BEGIN Extract

Here it runs an existing image under the alias “it-database”. It waits either until the configured message appears in the Docker logs or the time expires (The plugin can also be used to create new images, for example based on the Oracle Docker images which is something I’ll use in my talk and publish afterwards). The container is started before the integration tests and stopped afterwards.

Also take note of the important port mapping: it-database.port:5432. Docker maps this port to a random high port on your machine. This random port will be grabbed by the Maven plugin and assigned to the new property it-database.port and can be used throughout the pom file. If you would use the Oracle Database image, that would 1521 in all probability.

I use the new property as an environment variable for the integration tests by adding the following to the failsafe configuration above:

<plugin>
  <groupId>org.apache.maven.plugins</groupId>
  <artifactId>maven-failsafe-plugin</artifactId>
  <executions>
    <execution>
      <goals>
        <goal>integration-test</goal>
        <goal>verify</goal>
      </goals>
    </execution>
  </executions>
  <configuration>
    <environmentVariables>
      <it-database.port>${it-database.port}</it-database.port>
    </environmentVariables>
  </configuration>
</plugin>

and make use of Spring Boots awesome configuration features, as you can see in this commit, where I add a file named application-it.properties containing the following line among others:

spring.datasource.url = jdbc:postgresql://localhost:${it-database.port}/postgres

recognize the property? This way, I don’t have to hardcode the port somewhere, which would lead into problems when several builds run in parallel (for example on a CI machine). Parallel build wouldn’t be possible if Docker would map the exposed port to a fixed port on the machine running the build.

END Extract
BEGIN Entries provided

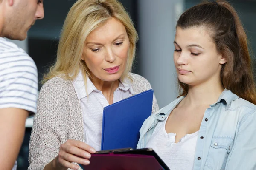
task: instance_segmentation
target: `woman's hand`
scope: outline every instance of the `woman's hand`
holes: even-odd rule
[[[79,166],[72,162],[88,165],[91,153],[95,152],[94,149],[84,142],[69,139],[61,145],[58,155],[53,160],[52,165],[55,169],[77,170]]]

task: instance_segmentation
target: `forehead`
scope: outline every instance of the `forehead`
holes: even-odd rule
[[[125,28],[118,20],[111,18],[88,35],[86,41],[104,41],[115,39],[121,34],[126,34]]]
[[[182,29],[177,27],[175,41],[180,45],[189,45],[196,44],[204,47],[215,45],[210,31],[203,27],[196,27]]]

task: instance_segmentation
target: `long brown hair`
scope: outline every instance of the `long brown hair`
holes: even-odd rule
[[[200,26],[211,31],[210,35],[218,52],[227,60],[221,73],[224,88],[256,104],[256,87],[247,37],[234,8],[225,0],[204,2],[184,12],[178,20],[176,28]],[[180,96],[186,96],[188,85],[178,81]]]

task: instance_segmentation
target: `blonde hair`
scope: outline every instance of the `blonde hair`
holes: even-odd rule
[[[126,69],[120,79],[128,77],[133,63],[138,34],[132,21],[122,4],[116,0],[79,0],[67,14],[60,39],[56,62],[45,74],[42,83],[56,76],[73,80],[79,69],[86,82],[90,76],[85,62],[81,60],[84,42],[90,33],[111,18],[125,28],[130,47]]]

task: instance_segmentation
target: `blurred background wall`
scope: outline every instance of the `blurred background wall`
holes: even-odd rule
[[[15,42],[34,60],[39,82],[46,69],[54,61],[60,33],[66,14],[76,0],[44,1],[45,17],[37,21],[24,41]],[[133,19],[139,40],[133,72],[145,77],[154,90],[160,108],[177,96],[173,63],[173,42],[175,22],[186,9],[199,0],[120,0]],[[256,0],[230,2],[238,11],[252,46],[256,54]],[[254,70],[256,67],[253,60]],[[41,85],[39,85],[39,88]],[[26,122],[26,132],[18,158],[18,170],[27,170],[28,146],[32,118]]]

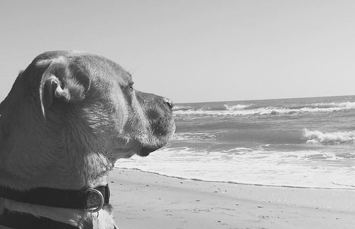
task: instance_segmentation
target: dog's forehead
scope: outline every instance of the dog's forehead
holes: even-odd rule
[[[114,61],[96,54],[79,51],[56,51],[43,53],[35,59],[36,65],[48,65],[58,58],[68,58],[75,65],[85,68],[92,80],[118,82],[120,84],[131,82],[130,74]]]
[[[82,58],[81,64],[90,73],[90,76],[100,80],[118,82],[120,84],[129,84],[131,74],[117,63],[99,56],[87,56]]]

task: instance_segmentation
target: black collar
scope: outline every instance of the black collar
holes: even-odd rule
[[[108,185],[86,191],[64,190],[49,188],[37,188],[20,191],[0,186],[0,197],[18,202],[64,208],[80,209],[96,212],[108,204],[110,190]],[[78,228],[30,214],[12,212],[4,209],[0,215],[0,225],[17,229],[63,229]],[[92,228],[90,225],[84,228]]]
[[[32,204],[96,212],[108,204],[110,190],[108,184],[86,191],[36,188],[20,191],[0,186],[0,197]]]

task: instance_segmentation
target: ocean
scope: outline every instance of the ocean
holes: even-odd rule
[[[115,166],[253,185],[355,189],[355,96],[180,103],[163,148]]]

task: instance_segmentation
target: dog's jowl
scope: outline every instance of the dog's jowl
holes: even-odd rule
[[[104,57],[36,57],[0,104],[0,228],[116,228],[108,174],[167,143],[172,107]]]

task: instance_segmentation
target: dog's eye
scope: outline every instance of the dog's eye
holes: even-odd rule
[[[131,90],[133,90],[133,82],[129,84],[129,89]]]

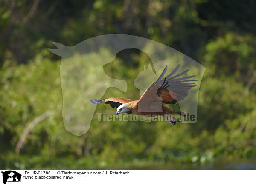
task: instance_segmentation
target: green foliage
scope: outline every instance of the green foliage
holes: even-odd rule
[[[234,1],[230,9],[224,1],[128,1],[40,2],[28,16],[32,3],[0,2],[0,168],[157,168],[170,163],[191,168],[218,160],[255,160],[256,35],[254,11],[248,9],[255,5]],[[207,68],[198,123],[99,122],[95,115],[85,134],[66,131],[60,59],[47,48],[52,41],[73,46],[113,33],[163,43]],[[148,59],[142,53],[129,57],[105,65],[106,73],[132,84]],[[126,94],[109,88],[103,98],[138,99],[140,91],[129,87]],[[24,129],[49,111],[53,114],[32,128],[16,154]],[[115,112],[103,105],[96,111]]]

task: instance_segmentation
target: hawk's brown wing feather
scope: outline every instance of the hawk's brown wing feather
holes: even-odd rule
[[[195,83],[190,82],[196,80],[184,80],[195,76],[176,78],[186,73],[188,69],[172,77],[177,71],[179,67],[179,65],[171,74],[161,80],[167,70],[166,66],[157,81],[145,91],[140,98],[139,101],[145,102],[145,101],[156,100],[161,97],[163,103],[175,104],[183,100],[188,96],[191,88],[196,86],[195,85]]]

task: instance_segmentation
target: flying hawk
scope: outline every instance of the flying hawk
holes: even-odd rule
[[[147,116],[163,116],[169,123],[174,125],[180,121],[170,115],[179,114],[186,117],[187,114],[171,110],[163,104],[176,104],[183,100],[189,95],[191,88],[196,86],[195,83],[190,82],[197,81],[186,80],[195,75],[177,78],[186,73],[189,69],[172,77],[179,67],[178,65],[169,75],[162,79],[167,69],[166,66],[157,81],[146,89],[138,100],[112,97],[94,101],[90,100],[90,102],[93,105],[104,102],[113,108],[116,107],[116,115],[128,113]]]

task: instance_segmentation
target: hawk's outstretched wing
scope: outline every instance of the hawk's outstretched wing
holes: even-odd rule
[[[172,77],[179,67],[179,64],[169,75],[161,80],[167,69],[166,66],[157,81],[146,89],[139,101],[153,100],[161,97],[163,103],[175,104],[183,100],[188,96],[191,88],[196,86],[195,83],[189,82],[197,80],[185,80],[195,75],[177,78],[186,73],[188,69]]]
[[[91,100],[89,100],[90,102],[93,105],[98,104],[104,102],[105,104],[110,104],[112,108],[115,107],[117,108],[122,104],[127,103],[133,101],[134,100],[121,97],[112,97],[107,99],[99,100],[96,99],[95,99],[94,101]]]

END Entries provided

> What you need to do
1: In the text on running integration tests against a Docker database, which new property does the Maven plugin assign the random host port to?
2: Pick up the text on running integration tests against a Docker database and continue it after its final sentence.

> Results by task
1: it-database.port

2:
Also that file configures the data to load through:

spring.datasource.data = classpath:data-it.sql

Per default it would load a file called “data-.sql”, so you are free to write SQL fitting to your database. I much prefer this over a DBUnit or similar approach, because it’s much easier for me to just write the SQL down for the specific database than a mediocre replacement for database specific tasks.

Writing the actual tests for a Spring Boot application

So far, that was nothing, wasn’t it? I’m really impressed how much development change the last years. Yes, Maven is still XML based, but I didn’t have to do any “fancy” things or use special scripts or whatever to a sane testing environment up and running.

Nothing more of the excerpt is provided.